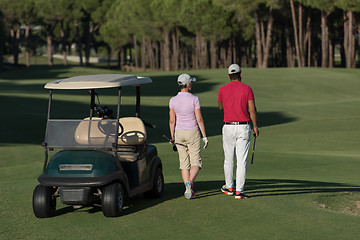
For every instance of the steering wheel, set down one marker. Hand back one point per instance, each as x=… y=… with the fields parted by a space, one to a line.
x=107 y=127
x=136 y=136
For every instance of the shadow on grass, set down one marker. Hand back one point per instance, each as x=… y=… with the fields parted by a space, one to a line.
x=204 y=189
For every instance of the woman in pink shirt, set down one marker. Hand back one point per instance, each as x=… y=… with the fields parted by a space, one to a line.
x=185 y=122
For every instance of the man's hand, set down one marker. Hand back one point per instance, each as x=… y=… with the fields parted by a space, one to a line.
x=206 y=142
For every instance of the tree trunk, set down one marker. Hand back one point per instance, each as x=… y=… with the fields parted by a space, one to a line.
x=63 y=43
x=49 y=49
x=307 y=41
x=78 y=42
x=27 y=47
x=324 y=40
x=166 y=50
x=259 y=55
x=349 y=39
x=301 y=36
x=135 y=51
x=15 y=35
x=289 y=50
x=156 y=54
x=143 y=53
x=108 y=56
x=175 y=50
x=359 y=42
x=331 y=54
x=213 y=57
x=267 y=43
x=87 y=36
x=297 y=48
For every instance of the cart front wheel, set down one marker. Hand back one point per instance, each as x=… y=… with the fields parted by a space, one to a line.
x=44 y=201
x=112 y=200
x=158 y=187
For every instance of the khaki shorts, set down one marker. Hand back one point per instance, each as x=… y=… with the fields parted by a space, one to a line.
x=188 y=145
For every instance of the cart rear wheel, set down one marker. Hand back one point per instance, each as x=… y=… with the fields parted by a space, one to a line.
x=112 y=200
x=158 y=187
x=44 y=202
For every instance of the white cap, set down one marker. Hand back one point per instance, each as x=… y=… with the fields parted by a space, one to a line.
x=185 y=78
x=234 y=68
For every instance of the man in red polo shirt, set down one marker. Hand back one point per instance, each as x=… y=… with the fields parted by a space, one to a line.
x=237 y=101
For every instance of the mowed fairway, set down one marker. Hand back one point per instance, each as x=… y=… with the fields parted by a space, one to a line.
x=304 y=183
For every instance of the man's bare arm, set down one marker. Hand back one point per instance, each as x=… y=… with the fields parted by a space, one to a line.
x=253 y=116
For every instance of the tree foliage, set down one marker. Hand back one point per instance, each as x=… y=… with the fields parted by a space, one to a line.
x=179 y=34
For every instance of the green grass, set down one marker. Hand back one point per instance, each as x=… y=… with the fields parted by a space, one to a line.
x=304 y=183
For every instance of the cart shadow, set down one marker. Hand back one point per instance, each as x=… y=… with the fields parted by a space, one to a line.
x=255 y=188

● ● ● ● ●

» **Exercise requirements**: Carry over each record above character for character, with the pictures left out.

» **Solved exercise**:
For every instance of the steering wheel, set down one marker. Hand back one point per instance, each as x=… y=… with the fields parted by a space, one to a line.
x=107 y=127
x=136 y=136
For every instance of the shadow on grass, set down one marker. Hand back one point per instance, each as x=… y=… with the fields parted by a space, one to a line.
x=204 y=189
For every instance of the woman in pink shirt, set down one marker. Hand back one point per instance, each as x=… y=… with the fields parted by a space, one to a line.
x=185 y=122
For every instance of the man's hand, set down one marker. Hand back one point per instance, each as x=… y=… with the fields parted by a space, one to a line.
x=206 y=142
For every instance of the tree trunk, set down one marker. Hand back one point per instance, each as x=… y=… with the fields parted by a space, one to a line.
x=63 y=43
x=49 y=49
x=307 y=41
x=78 y=42
x=27 y=47
x=324 y=40
x=166 y=50
x=259 y=55
x=349 y=39
x=301 y=36
x=135 y=51
x=15 y=35
x=289 y=50
x=156 y=54
x=143 y=53
x=108 y=56
x=175 y=50
x=359 y=42
x=331 y=54
x=213 y=57
x=267 y=43
x=87 y=36
x=297 y=48
For every instance of the cart front wheel, set down one marker. Hand back one point per instance, each as x=… y=… with the fields parted by a space, one to a line.
x=44 y=201
x=112 y=200
x=158 y=187
For every instance of the khaki shorts, set down one marker. Hand back one point per instance, each as x=… y=… with the fields parted by a space, one to a line.
x=188 y=145
For every instance of the cart rear wheel, set down one marker. Hand back one point per instance, each as x=… y=… with the fields parted by a space, one to a line.
x=112 y=200
x=158 y=187
x=44 y=202
For every instance of the white cap, set down one marker. Hand back one point per instance, each as x=… y=… with the fields parted by a space, one to a line.
x=185 y=78
x=234 y=68
For every instance of the man in red polo shirt, set down one marker. Hand back one point per instance, each as x=… y=… with the fields parted by a space, one to a line.
x=237 y=101
For every instance of the mowed fairway, set down one marker. Hand back one point per instance, each as x=… y=… with the fields parted by a space, one to a line.
x=304 y=183
For every instance of the man's bare arm, set down one marker. Hand back one point per instance, each as x=… y=… with the fields parted by a space, one to a line.
x=253 y=116
For every instance of the tree foliage, set down one marker. Hand back one point per instance, each as x=… y=… with the fields parted by a space, one to a line.
x=179 y=34
For every instance of the green grass, set down one marker. Hand back one point per instance, each as x=… y=… with the fields parted by a space, one to a line.
x=304 y=183
For every instance of the cart shadow, set down one marker. Hand back one point per instance, each as x=… y=… with the fields parted by a space, one to a line.
x=255 y=188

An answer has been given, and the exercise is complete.